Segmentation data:
[Begin]

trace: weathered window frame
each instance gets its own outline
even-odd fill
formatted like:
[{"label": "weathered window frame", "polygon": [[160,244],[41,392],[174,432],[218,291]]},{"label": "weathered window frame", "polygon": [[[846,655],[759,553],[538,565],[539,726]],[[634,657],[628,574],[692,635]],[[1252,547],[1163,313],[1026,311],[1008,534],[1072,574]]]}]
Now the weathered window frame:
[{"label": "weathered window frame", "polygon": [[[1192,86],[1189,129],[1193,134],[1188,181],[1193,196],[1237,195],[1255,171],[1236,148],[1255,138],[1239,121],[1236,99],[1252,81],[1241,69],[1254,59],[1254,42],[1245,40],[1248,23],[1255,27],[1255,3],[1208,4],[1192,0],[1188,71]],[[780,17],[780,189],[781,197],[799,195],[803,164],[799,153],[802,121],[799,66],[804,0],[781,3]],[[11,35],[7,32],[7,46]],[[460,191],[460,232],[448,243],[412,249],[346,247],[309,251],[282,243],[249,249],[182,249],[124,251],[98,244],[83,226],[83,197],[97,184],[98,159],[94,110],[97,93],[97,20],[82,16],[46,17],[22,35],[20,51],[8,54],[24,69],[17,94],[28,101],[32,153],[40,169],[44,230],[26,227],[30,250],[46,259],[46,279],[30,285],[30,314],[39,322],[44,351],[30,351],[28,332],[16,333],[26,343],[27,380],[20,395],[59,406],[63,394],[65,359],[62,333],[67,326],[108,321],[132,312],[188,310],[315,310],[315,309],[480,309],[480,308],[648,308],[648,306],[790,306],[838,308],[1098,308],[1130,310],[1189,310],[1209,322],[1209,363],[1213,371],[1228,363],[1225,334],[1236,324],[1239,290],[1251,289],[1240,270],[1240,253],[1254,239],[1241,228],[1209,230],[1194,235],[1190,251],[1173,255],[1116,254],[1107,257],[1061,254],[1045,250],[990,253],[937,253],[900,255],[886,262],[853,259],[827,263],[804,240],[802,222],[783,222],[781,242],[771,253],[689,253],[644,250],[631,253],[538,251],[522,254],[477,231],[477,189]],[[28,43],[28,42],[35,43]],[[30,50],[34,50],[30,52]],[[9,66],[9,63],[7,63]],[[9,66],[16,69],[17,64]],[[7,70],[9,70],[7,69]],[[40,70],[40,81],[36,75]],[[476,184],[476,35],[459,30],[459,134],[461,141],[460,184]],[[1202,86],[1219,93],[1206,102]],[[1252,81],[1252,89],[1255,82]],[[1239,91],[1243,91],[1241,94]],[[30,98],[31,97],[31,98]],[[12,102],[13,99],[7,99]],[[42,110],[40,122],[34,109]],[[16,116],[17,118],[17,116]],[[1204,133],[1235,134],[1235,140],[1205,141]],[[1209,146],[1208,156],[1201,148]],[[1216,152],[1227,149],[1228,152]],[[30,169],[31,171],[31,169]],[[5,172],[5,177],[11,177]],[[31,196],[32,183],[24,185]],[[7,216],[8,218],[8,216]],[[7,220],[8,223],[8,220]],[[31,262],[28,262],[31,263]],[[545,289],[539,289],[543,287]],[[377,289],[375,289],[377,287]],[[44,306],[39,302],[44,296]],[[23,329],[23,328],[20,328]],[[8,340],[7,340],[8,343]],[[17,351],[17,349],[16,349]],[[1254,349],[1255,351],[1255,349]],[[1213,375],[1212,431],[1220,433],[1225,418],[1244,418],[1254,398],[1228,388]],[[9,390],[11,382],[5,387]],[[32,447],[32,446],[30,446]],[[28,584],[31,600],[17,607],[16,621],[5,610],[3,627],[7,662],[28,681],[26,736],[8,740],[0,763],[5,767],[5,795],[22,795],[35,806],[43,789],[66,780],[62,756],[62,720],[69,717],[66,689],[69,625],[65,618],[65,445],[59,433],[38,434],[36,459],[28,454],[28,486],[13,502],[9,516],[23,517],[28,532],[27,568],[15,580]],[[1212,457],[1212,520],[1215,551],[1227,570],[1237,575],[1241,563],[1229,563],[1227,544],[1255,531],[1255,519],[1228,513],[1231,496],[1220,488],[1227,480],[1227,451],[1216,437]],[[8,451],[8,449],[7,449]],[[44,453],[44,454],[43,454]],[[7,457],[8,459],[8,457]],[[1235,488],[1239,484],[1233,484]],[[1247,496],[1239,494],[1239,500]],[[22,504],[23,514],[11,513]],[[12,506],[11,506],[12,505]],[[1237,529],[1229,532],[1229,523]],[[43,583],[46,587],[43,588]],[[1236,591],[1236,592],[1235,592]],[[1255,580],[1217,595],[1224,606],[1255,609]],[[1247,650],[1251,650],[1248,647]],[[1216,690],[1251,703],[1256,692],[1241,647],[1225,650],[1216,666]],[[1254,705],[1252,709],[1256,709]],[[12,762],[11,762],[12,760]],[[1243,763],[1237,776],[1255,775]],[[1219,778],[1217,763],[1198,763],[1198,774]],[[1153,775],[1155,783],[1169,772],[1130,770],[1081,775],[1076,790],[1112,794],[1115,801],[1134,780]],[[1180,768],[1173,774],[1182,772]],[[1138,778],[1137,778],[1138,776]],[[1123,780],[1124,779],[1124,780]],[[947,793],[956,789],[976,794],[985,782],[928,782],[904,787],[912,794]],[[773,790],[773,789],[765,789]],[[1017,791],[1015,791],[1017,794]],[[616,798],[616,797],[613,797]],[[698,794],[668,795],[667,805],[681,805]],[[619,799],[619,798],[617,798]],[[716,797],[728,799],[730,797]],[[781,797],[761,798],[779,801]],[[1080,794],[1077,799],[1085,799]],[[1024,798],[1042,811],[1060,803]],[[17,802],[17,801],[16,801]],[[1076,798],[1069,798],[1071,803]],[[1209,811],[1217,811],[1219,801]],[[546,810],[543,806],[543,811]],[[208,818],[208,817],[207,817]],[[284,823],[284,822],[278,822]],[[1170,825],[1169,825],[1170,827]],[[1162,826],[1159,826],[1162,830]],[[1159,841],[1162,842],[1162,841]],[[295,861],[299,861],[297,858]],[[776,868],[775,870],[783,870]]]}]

[End]

▸ **Goal**:
Update the records above by replacing "formatted like" with "structured as" and leave everything else unchanged.

▸ **Written answer**:
trace: weathered window frame
each instance gets its own outline
even-odd fill
structured as:
[{"label": "weathered window frame", "polygon": [[160,244],[41,392],[174,432],[218,291]]},{"label": "weathered window frame", "polygon": [[[846,655],[759,553],[538,565],[539,726]],[[634,657],[628,574],[692,635]],[[1252,547],[1163,313],[1026,311],[1008,534],[1072,574]]]}]
Now the weathered window frame:
[{"label": "weathered window frame", "polygon": [[[1192,86],[1189,129],[1193,134],[1188,181],[1193,196],[1237,195],[1255,171],[1236,148],[1255,138],[1239,121],[1236,99],[1252,81],[1241,69],[1254,59],[1254,42],[1245,40],[1248,23],[1255,27],[1255,3],[1208,4],[1192,0],[1188,71]],[[780,17],[780,189],[781,197],[799,195],[803,164],[799,153],[802,121],[799,66],[804,0],[781,3]],[[11,35],[7,32],[7,46]],[[460,191],[460,232],[448,243],[412,249],[346,247],[309,251],[282,243],[249,249],[182,249],[124,251],[98,244],[83,226],[83,197],[97,184],[98,159],[94,110],[97,93],[97,20],[82,16],[46,17],[22,35],[20,51],[8,54],[24,69],[17,94],[28,101],[32,153],[40,169],[44,230],[26,227],[30,250],[46,259],[46,279],[30,285],[30,314],[39,322],[44,351],[30,351],[28,332],[16,333],[26,343],[27,380],[20,395],[59,406],[63,394],[65,359],[62,333],[67,326],[108,321],[132,312],[188,310],[315,310],[315,309],[480,309],[480,308],[648,308],[648,306],[790,306],[838,308],[1098,308],[1130,310],[1189,310],[1209,322],[1209,363],[1213,371],[1228,363],[1225,334],[1236,324],[1239,290],[1251,289],[1240,270],[1240,253],[1254,239],[1241,228],[1209,230],[1194,235],[1190,251],[1173,255],[1116,254],[1107,257],[1061,254],[1045,250],[990,253],[937,253],[900,255],[886,262],[853,259],[827,263],[804,240],[802,222],[783,222],[781,242],[771,253],[689,253],[644,250],[631,253],[538,251],[522,254],[477,231],[477,189]],[[28,43],[28,42],[35,43]],[[30,50],[34,50],[30,52]],[[9,66],[9,63],[7,63]],[[9,66],[16,69],[17,64]],[[7,70],[9,70],[7,69]],[[40,70],[40,81],[36,75]],[[476,184],[476,35],[459,30],[459,134],[461,141],[460,184]],[[1202,86],[1219,93],[1206,102]],[[1252,81],[1252,89],[1255,82]],[[1239,91],[1243,91],[1241,94]],[[30,98],[31,97],[31,98]],[[12,102],[13,99],[7,99]],[[42,110],[40,122],[34,109]],[[16,116],[17,118],[17,116]],[[1204,133],[1235,134],[1235,140],[1205,141]],[[1209,146],[1208,156],[1201,148]],[[1216,152],[1227,149],[1228,152]],[[30,169],[31,171],[31,169]],[[5,172],[5,177],[11,177]],[[31,196],[32,183],[24,185]],[[7,216],[8,218],[8,216]],[[7,220],[8,223],[8,220]],[[31,262],[28,262],[31,263]],[[545,289],[539,289],[543,287]],[[377,289],[375,289],[377,287]],[[44,306],[39,302],[44,296]],[[23,329],[23,328],[20,328]],[[8,340],[7,340],[8,343]],[[17,351],[17,349],[16,349]],[[1254,349],[1255,351],[1255,349]],[[1213,375],[1212,431],[1220,433],[1225,418],[1244,418],[1254,398],[1228,388]],[[9,390],[11,382],[5,387]],[[32,447],[32,446],[30,446]],[[28,584],[31,600],[17,607],[16,621],[5,610],[3,627],[7,662],[28,681],[26,736],[8,740],[0,763],[5,767],[5,795],[22,795],[35,806],[43,789],[66,780],[62,756],[62,720],[69,717],[66,689],[69,625],[65,618],[65,445],[59,433],[38,434],[36,459],[28,454],[28,486],[13,502],[9,516],[23,517],[28,532],[27,568],[15,580]],[[1212,457],[1212,520],[1215,551],[1227,570],[1237,575],[1241,563],[1229,563],[1227,544],[1255,531],[1255,519],[1228,513],[1231,496],[1220,488],[1227,480],[1227,451],[1216,437]],[[8,451],[8,449],[7,449]],[[44,453],[44,454],[43,454]],[[7,457],[8,459],[8,457]],[[1235,488],[1239,484],[1233,484]],[[1247,496],[1239,494],[1239,500]],[[22,504],[23,514],[11,513]],[[12,506],[11,506],[12,505]],[[1237,529],[1229,532],[1229,523]],[[43,583],[46,587],[43,588]],[[1236,591],[1236,592],[1235,592]],[[1255,580],[1217,595],[1224,606],[1255,609]],[[1247,650],[1251,650],[1248,647]],[[1216,690],[1251,703],[1256,692],[1241,647],[1225,650],[1216,666]],[[1254,705],[1252,709],[1256,709]],[[12,762],[11,762],[12,760]],[[1243,763],[1237,776],[1255,775]],[[1219,778],[1217,763],[1198,763],[1198,774]],[[1153,775],[1155,783],[1169,772],[1130,770],[1081,775],[1076,790],[1112,794],[1115,801],[1134,780]],[[1180,768],[1173,774],[1182,772]],[[1138,778],[1137,778],[1138,776]],[[1123,780],[1124,779],[1124,780]],[[947,793],[956,789],[976,794],[985,782],[928,782],[904,787],[912,794]],[[773,790],[773,789],[765,789]],[[1017,791],[1015,791],[1017,794]],[[616,798],[616,797],[613,797]],[[698,794],[668,795],[667,805],[681,805]],[[619,799],[619,798],[617,798]],[[716,797],[728,799],[730,797]],[[781,797],[761,798],[779,801]],[[1080,794],[1077,799],[1085,799]],[[1024,798],[1042,811],[1060,803]],[[17,802],[17,801],[16,801]],[[1076,798],[1069,798],[1071,803]],[[1209,811],[1217,811],[1219,801]],[[546,810],[543,806],[543,811]],[[208,818],[208,817],[207,817]],[[284,823],[284,822],[278,822]],[[1170,825],[1169,825],[1170,827]],[[1162,826],[1159,826],[1162,830]],[[1159,841],[1162,842],[1162,841]],[[295,861],[299,861],[297,858]],[[776,868],[775,870],[783,870]]]}]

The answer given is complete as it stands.